→ What is asked: From the listing below, keep only the lines that contain the word "spot". Copy each of those lines without changes.

>> start Extracted material

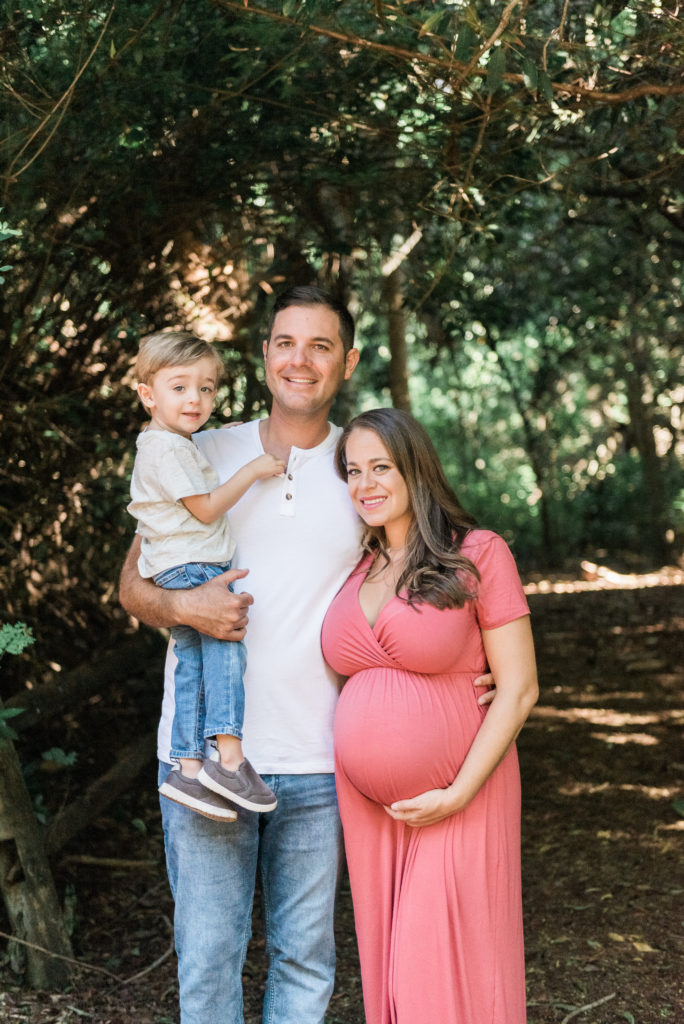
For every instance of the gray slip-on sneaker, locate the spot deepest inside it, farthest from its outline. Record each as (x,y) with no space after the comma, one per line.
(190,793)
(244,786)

>> end Extracted material
>> start Extracted material

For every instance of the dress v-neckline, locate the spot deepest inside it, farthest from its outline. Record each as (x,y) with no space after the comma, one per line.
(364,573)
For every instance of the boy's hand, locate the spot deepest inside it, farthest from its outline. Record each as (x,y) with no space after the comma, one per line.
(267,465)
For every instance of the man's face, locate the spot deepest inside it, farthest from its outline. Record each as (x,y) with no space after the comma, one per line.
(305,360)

>> end Extracted material
>> start Extracted material

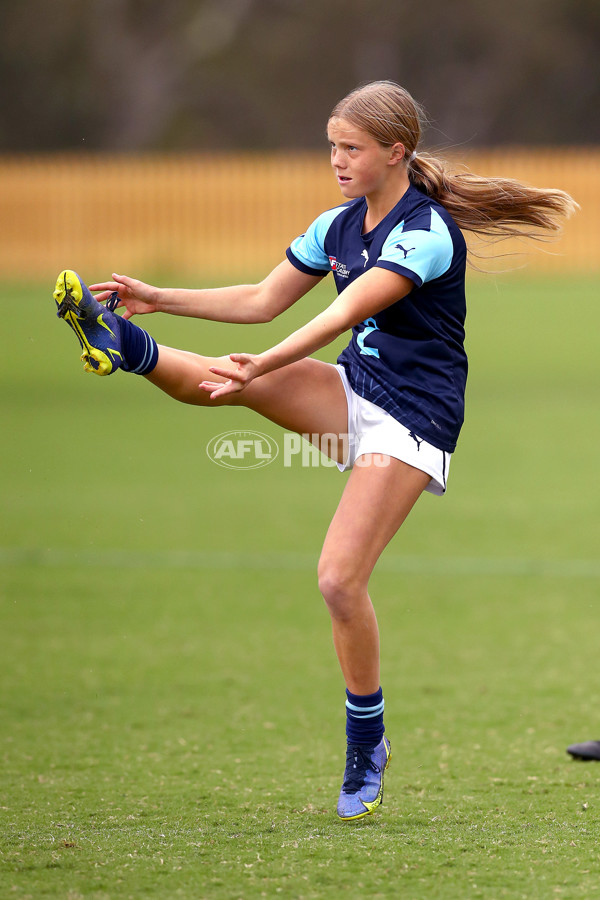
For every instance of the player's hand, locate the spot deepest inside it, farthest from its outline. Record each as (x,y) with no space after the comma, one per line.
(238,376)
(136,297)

>> end Extracted material

→ Answer to this exercise:
For every instance of the gray slip-on sneaker, locate the spot deepest inside it, farthest from its outline. Record each as (x,y) with no space after the comma, one per line.
For every instance of the dress v-neckline, locate the spot deepest inside it, farthest from its outline. Record each as (x,y) with no space after the comma, one per line.
For every instance of the boy's hand, locate the spot deepest inside it, farthest from its outline. Record each as (x,y) with no space after the comma, one per line.
For every instance of the man's face, locate the spot deepest inside it, farthest from its outline. Record each as (x,y) with no space after the comma, one per line.
For every instance of the player's hand, locate the spot deepest inside it, farthest from its outline. Record each as (x,y) with no space after the comma, one per line.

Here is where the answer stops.